==== ENTRIES SUPPLIED ====
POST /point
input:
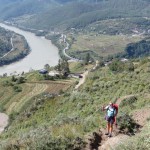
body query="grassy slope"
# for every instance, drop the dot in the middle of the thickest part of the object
(74, 113)
(103, 45)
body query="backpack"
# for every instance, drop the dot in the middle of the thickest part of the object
(112, 111)
(116, 108)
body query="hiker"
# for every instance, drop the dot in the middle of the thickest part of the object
(111, 112)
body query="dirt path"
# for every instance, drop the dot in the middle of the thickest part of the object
(3, 121)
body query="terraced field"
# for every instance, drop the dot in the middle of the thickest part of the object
(11, 101)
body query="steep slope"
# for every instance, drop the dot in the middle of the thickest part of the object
(64, 122)
(71, 14)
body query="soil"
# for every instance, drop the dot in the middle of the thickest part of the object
(103, 142)
(3, 121)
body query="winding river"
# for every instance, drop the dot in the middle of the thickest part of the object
(42, 52)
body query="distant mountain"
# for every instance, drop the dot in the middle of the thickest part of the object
(66, 14)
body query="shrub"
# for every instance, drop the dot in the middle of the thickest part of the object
(17, 88)
(126, 124)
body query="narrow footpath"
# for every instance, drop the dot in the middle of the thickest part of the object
(3, 121)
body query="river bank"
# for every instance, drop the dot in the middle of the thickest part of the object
(19, 50)
(42, 52)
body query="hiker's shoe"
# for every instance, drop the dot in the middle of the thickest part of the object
(110, 135)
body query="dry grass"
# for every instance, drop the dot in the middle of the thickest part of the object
(103, 44)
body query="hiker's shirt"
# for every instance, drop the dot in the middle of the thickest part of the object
(110, 111)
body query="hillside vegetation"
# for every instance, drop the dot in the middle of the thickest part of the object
(64, 122)
(71, 14)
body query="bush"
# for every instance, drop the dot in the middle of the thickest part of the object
(17, 88)
(128, 101)
(127, 125)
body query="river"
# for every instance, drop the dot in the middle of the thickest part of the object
(42, 52)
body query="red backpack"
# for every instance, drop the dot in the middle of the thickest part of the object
(116, 108)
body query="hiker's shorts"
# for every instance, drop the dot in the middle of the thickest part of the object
(110, 120)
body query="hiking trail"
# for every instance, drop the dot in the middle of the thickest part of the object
(99, 141)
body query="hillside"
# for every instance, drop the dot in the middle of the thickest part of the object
(13, 47)
(64, 122)
(81, 13)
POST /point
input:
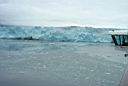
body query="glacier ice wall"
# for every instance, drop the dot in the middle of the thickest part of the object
(56, 34)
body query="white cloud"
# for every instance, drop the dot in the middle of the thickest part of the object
(106, 13)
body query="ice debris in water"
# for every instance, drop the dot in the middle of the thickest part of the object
(21, 72)
(44, 66)
(108, 73)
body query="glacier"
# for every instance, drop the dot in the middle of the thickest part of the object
(55, 34)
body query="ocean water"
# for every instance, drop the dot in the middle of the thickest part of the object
(59, 57)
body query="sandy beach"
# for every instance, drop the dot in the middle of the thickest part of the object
(36, 63)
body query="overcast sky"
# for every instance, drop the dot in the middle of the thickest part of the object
(98, 13)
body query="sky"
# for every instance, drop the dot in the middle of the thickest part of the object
(95, 13)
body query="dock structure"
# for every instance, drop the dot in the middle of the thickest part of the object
(120, 37)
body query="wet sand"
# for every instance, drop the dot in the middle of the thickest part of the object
(36, 63)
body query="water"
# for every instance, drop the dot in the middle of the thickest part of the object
(37, 63)
(59, 56)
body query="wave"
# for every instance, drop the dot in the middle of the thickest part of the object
(55, 34)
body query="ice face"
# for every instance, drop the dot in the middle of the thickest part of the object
(56, 34)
====
Set each line of the records down exactly, leaving every picture out.

## FULL RESPONSE
POST /point
input:
body query="grassy slope"
# for every instance, drop the dot in the middle of the thickest part of the object
(74, 113)
(103, 45)
body query="backpack"
# for every instance, drop the dot in the middle of the thickest part of the object
(112, 111)
(116, 108)
body query="hiker"
# for every instance, drop the dot in the middle of the thickest part of the object
(111, 112)
body query="dirt path"
# for every instance, drop the dot in the middle of the thickest part of the object
(3, 121)
body query="terraced field"
# for every instance, drop the dot in the middle of the thickest part of the object
(11, 101)
body query="steep slope"
# for every instance, drop the dot in the middle of the thickest part of the object
(64, 122)
(71, 14)
body query="soil"
# for every instance, drop the dot in the middle of the thickest part of the object
(103, 142)
(3, 121)
body query="winding river"
# for every instance, drop the dot in the middle of the thickest part of the object
(42, 52)
body query="distant mountain"
# for every instance, drop the dot in the middle of the thickest part of the object
(66, 14)
body query="shrub"
# for every instance, drop the dot in the middle of the thickest part of the object
(17, 88)
(126, 124)
body query="narrow footpath"
# for every instance, drop the dot in the middle of the thickest part of the object
(3, 121)
body query="river bank"
# for every instance, drop the dot in the middle of the thickest part of the object
(19, 50)
(42, 52)
body query="hiker's shoe"
# for every instance, drop the dot in the middle of the thickest part of the object
(110, 135)
body query="dry grass"
# for every instance, drop the dot in the middle of the thickest part of the object
(103, 44)
body query="hiker's shirt"
# for every instance, drop the dot in the middle of the thickest part of the object
(110, 111)
body query="hillside vegetation"
# for every instance, drop the dot in the middle of the thickest part of the object
(64, 122)
(71, 14)
body query="bush"
# for every instance, drop the dot in the middle of the thickest part of the object
(17, 88)
(128, 101)
(127, 125)
body query="river"
# for every instance, drop the dot in the middle of the thickest part of the object
(42, 52)
body query="red backpack"
# for every instance, drop the dot in the middle of the thickest part of the object
(116, 108)
body query="hiker's shorts"
# for every instance, drop the dot in the middle of the thickest part of the object
(110, 120)
body query="hiking trail"
# for every instance, drop the dot in the middle of the thickest part of the object
(99, 141)
body query="hillside"
# for every instance, drop the dot in the middle of the thickest part of the object
(13, 47)
(64, 122)
(81, 13)
POST /point
input:
body query="glacier ice wall"
# for every instance, drop the dot in the middle of the thickest part of the object
(56, 34)
body query="white cloud"
# for every instance, drop the dot in the middle of the thickest part of the object
(106, 13)
body query="ice debris in water"
# for every instance, drop the dot in the middle of the thickest part of the object
(21, 72)
(44, 66)
(108, 73)
body query="glacier"
# for every instance, drop the dot in the middle of the thickest part of the object
(55, 34)
body query="ocean water"
# for every instance, drop the dot in the middle of the thickest part of the object
(59, 57)
body query="sandy beach"
# for every instance, drop the dot in the middle of the thickest part of the object
(36, 63)
body query="overcast sky"
# for every instance, drop the dot in the middle of the thickest part of the object
(98, 13)
body query="sky"
# for every instance, drop the dot in the middle of the thickest part of the object
(95, 13)
body query="dock structure"
# for every instance, drop the dot in the middle of the thickest part of the object
(120, 37)
body query="wet sand"
# for every instance, drop the dot in the middle of the thickest part of the object
(36, 63)
body query="water"
# for every instance, drop the dot in the middle of the thickest part of the object
(37, 63)
(59, 56)
body query="wave"
# for every instance, drop the dot in the middle of the thickest part of the object
(55, 34)
body query="ice face"
# for every instance, drop the dot in the middle of the thickest part of the object
(56, 34)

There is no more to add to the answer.